STATED PROBLEM A ::
In the post about the hens, what did Jenny do right after laying her first egg?
STATED PROBLEM B ::
Write out the part of the post about the hens starting with "And to expand" and going on through "going to be.".

++++ DOCUMENT SECTION

Brits are so soft about animals, I’m happy to say, I really did feel much better about commercial chicken practices after learning more. Even the big cage operations aren’t as awful as you might think from that YouTube your cousin linked you to on FaceBook.

And to expand on my announcement below, Jenny has indeed laid her first egg. And then angrily attacked it. It frightened her. I think it’s a case of this weird object just came out of my bottom and it hurt. None of the little girls like being handled, but she let me pick her up and stroke her for a while after this most upsetting experience.

And then she did it again today. Two days, two eggs. I guess we know who the superstar is going to be.


Comment from MikeW
Time: August 1, 2016, 8:53 pm

We have a house in a wooded area in Ol’ Virginny with some largish windows. We’d occasionally find a dead bird that had thumped, full speed, into one of the windows and done kilt itself. (Thankfully this kinda stopped when we repainted from a dark brown to a much lighter color.)

++++++++
++++ SUPPLIED DATA

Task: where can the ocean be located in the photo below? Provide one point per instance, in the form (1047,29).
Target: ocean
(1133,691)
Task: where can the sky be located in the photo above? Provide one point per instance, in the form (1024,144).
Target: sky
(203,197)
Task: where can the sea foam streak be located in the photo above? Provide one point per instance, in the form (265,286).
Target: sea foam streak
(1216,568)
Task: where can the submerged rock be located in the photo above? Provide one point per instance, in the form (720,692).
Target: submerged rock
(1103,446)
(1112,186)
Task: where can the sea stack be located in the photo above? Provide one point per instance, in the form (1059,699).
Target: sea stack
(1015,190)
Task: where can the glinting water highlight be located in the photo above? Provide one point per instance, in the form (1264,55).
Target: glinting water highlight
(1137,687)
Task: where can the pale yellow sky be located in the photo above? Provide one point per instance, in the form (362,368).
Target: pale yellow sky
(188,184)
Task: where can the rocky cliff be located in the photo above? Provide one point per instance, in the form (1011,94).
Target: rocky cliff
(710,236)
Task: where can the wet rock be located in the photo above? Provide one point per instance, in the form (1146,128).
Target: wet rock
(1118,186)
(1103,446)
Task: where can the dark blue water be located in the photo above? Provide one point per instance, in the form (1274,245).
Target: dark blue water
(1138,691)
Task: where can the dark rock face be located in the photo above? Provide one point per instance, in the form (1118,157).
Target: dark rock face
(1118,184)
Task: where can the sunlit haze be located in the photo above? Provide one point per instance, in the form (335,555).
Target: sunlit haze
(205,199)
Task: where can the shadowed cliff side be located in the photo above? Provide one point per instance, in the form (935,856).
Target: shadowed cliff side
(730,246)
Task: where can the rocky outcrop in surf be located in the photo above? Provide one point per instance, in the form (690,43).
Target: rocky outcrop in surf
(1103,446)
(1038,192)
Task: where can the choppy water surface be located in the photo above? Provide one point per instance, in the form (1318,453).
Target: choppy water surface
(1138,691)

++++++++
++++ SUPPLIED DATA

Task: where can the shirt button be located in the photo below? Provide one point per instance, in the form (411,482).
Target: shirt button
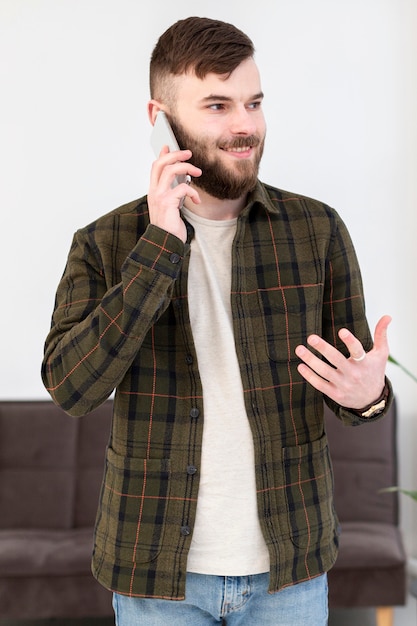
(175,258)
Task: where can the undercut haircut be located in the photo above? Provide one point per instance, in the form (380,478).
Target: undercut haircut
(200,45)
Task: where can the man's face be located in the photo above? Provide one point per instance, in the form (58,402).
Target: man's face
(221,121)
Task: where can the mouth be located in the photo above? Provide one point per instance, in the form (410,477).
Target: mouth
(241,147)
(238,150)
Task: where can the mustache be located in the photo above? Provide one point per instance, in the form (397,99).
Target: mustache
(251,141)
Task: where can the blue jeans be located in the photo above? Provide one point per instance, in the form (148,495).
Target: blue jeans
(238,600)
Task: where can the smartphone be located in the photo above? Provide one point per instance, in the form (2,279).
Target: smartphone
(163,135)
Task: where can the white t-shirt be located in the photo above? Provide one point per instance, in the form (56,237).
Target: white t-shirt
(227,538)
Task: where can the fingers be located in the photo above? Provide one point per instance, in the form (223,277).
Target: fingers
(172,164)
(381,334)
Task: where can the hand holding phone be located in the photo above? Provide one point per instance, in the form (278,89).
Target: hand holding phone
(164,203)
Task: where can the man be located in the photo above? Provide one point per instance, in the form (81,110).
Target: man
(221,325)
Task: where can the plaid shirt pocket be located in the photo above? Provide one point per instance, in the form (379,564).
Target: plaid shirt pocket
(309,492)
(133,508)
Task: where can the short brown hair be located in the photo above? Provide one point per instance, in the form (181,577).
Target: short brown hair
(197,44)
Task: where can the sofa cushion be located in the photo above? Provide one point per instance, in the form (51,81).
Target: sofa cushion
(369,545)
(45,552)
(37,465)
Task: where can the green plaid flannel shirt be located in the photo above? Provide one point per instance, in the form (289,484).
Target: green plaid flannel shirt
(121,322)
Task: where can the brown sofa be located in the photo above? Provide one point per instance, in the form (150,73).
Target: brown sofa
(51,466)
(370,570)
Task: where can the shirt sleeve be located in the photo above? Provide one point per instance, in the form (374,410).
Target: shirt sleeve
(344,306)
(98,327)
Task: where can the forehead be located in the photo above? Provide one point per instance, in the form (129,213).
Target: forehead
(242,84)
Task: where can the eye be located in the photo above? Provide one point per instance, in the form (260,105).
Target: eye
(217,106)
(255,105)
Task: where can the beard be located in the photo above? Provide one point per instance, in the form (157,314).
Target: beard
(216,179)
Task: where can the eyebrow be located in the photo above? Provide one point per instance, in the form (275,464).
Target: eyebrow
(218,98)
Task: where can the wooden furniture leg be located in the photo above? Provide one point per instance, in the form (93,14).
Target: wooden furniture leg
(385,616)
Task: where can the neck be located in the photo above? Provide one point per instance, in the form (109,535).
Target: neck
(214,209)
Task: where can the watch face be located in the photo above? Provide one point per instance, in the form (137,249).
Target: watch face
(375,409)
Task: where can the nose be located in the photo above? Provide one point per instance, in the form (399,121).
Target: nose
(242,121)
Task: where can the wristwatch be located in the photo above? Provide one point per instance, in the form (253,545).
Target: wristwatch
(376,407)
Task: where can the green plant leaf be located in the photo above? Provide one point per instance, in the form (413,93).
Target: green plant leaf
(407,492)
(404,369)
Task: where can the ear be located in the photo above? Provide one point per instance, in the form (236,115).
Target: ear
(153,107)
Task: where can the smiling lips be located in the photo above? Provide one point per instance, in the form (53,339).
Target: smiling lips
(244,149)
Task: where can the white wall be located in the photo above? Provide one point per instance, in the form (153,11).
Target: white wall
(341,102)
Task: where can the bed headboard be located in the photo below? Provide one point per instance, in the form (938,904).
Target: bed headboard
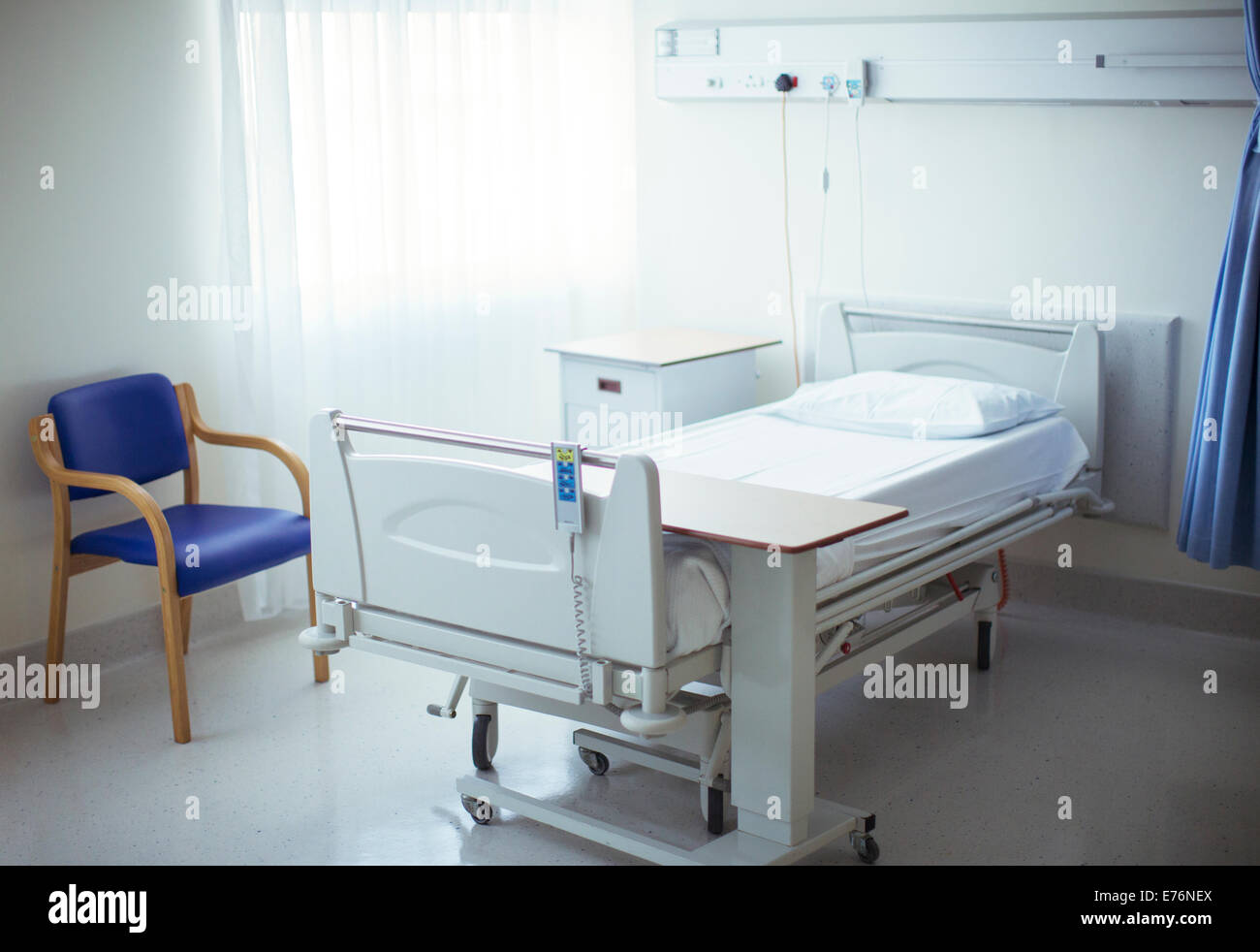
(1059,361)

++++++++
++++ SUPPLIED DATA

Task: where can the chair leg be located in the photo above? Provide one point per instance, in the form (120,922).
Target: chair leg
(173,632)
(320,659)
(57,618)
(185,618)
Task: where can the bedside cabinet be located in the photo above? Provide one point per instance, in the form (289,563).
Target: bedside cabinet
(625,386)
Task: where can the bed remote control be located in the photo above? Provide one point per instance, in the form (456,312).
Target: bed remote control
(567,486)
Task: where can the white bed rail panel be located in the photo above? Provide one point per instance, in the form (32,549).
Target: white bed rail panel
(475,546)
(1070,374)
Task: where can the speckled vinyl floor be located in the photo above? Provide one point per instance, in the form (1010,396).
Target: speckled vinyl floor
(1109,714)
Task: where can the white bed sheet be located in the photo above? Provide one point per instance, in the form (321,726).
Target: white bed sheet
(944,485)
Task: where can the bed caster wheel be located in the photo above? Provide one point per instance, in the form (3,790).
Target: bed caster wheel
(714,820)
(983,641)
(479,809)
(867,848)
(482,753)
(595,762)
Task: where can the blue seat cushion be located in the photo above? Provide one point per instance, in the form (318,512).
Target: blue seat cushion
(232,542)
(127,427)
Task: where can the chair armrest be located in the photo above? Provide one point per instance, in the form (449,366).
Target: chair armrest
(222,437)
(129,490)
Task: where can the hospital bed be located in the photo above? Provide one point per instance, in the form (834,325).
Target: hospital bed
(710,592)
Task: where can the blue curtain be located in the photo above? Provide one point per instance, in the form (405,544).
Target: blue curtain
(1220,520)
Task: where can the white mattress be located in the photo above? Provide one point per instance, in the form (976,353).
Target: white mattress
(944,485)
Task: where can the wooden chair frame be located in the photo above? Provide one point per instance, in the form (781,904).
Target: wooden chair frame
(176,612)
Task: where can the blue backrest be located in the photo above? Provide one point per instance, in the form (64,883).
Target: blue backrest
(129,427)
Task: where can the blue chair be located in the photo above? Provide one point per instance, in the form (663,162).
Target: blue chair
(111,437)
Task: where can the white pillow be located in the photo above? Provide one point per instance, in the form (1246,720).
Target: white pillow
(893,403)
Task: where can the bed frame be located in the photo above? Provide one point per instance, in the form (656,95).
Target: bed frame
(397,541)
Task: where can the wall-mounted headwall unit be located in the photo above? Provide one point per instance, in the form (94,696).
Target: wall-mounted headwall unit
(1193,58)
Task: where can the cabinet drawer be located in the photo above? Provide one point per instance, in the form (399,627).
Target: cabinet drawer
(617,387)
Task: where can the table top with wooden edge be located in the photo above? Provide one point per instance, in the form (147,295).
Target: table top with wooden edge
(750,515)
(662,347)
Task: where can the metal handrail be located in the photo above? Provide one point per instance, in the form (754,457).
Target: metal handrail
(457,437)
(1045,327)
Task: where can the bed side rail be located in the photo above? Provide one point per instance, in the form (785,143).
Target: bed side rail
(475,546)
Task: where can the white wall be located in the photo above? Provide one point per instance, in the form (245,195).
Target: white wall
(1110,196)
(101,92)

++++++++

FINAL ANSWER A ::
She angrily attacked it.

FINAL ANSWER B ::
And to expand on my announcement below, Jenny has indeed laid her first egg. And then angrily attacked it. It frightened her. I think it’s a case of this weird object just came out of my bottom and it hurt. None of the little girls like being handled, but she let me pick her up and stroke her for a while after this most upsetting experience.

And then she did it again today. Two days, two eggs. I guess we know who the superstar is going to be.